Page excerpt Block Start

Officials in Washington County, Maryland, had originally planned on voting on a Second Amendment Sanctuary resolution back in March, but thanks to the coronavirus closures, the meeting was canceled. The issue didn’t disappear over the ensuing months, however, and on Tuesday, county commissioners unanimously approved a resolution stating that county funds should not be used to restrict the Second Amendment rights of residents or enforce any “unnecessary and unconstitutional restriction” on the right to keep and bear arms in the county.
Sheriff Doug Mullendore also signed the resolution on Tuesday, saying in a phone interview afterward that he views the move as “symbolic,” but that “we would certainly testify against any bill that would try to take away the Second Amendment.”
The sheriff’s office will still enforce the laws, Mullendore said.
Mullendore said he was opposed to a proposed bill during the last two state legislative sessions that would have required shotguns and rifles to be registered, including those already owned, calling the measure “ridiculous.”
“I believe that gun control is not the way to curb crime,” Mullendore said.
Like many counties on the Eastern Shore, Washington County is “more of a hunting and sportsmen” type of county, he said. Most of the guns the sheriff’s office takes off the street are either stolen or weren’t bought by the individual who possessed the weapon, he said.
“It’s not the guns, it’s the individual we need to worry about,” Mullendore said.
Washington County is now the seventh county in the state to adopt Second Amendment Sanctuary language, and the state’s anti-gun attorney general has been speaking out against the movement for several months. Back in June, AG Brian Frosh penned a letter to the chairman of the state’s House Judiciary Committee that alternated between dismissing the movement and warning against its growing popularity.

Page excerpt Block End
Extracted records Block Start

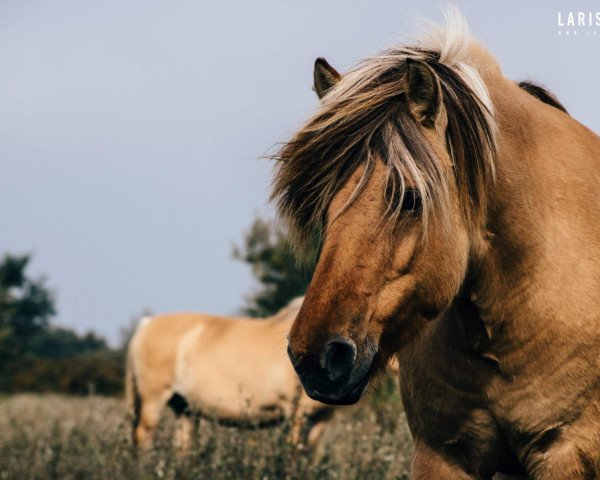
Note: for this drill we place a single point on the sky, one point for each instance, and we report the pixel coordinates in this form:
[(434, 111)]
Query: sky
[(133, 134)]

Extracted records Block End
Extracted records Block Start

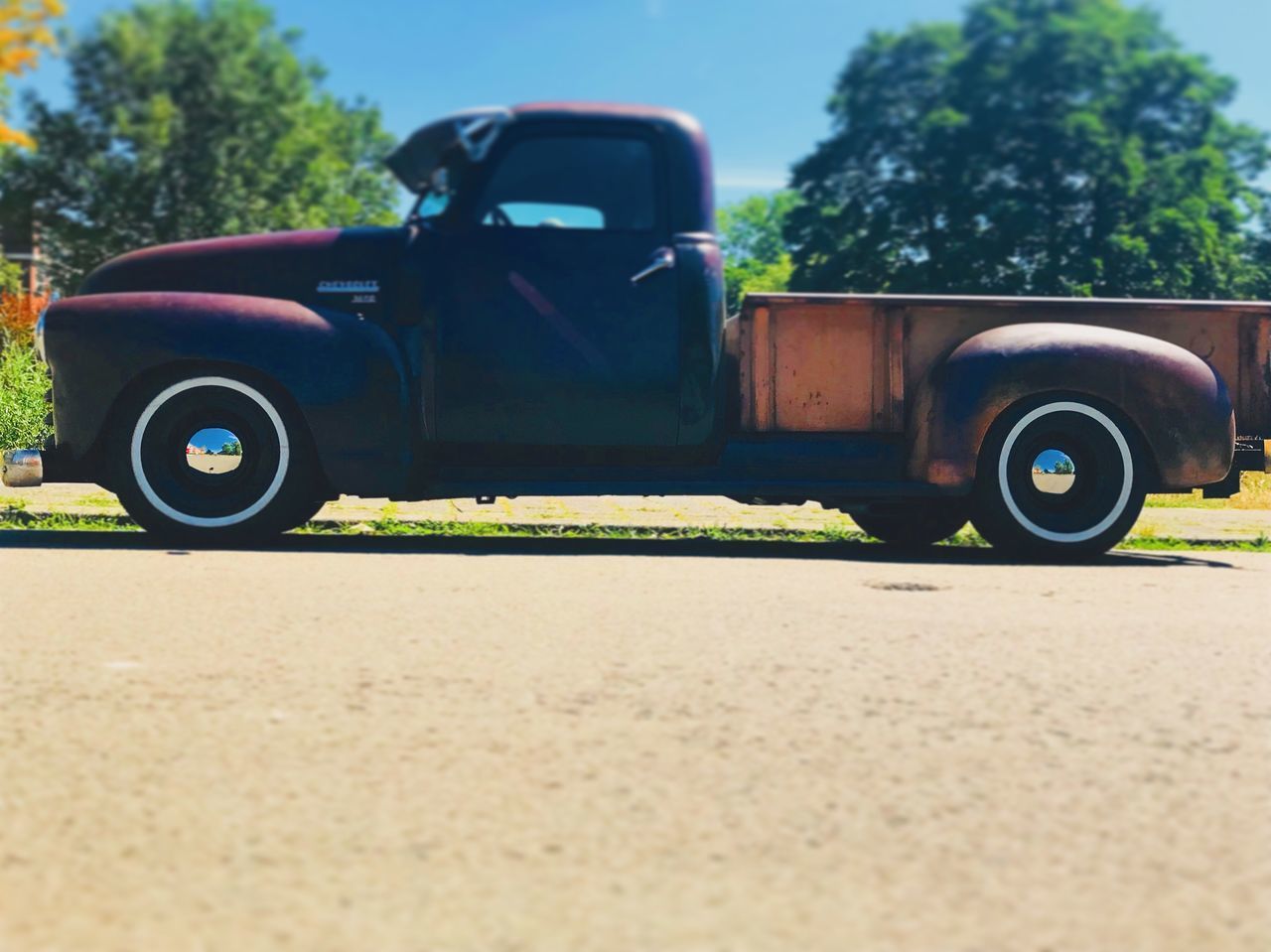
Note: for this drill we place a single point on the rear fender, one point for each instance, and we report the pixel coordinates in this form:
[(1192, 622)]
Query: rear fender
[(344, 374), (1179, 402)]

Extracted records Block End

*Task instructions*
Set down the passage of the Washington County sanctuary resolution article word for word, starting with "Washington County is now" and going on through "its growing popularity.".

*Written solution*
Washington County is now the seventh county in the state to adopt Second Amendment Sanctuary language, and the state’s anti-gun attorney general has been speaking out against the movement for several months. Back in June, AG Brian Frosh penned a letter to the chairman of the state’s House Judiciary Committee that alternated between dismissing the movement and warning against its growing popularity.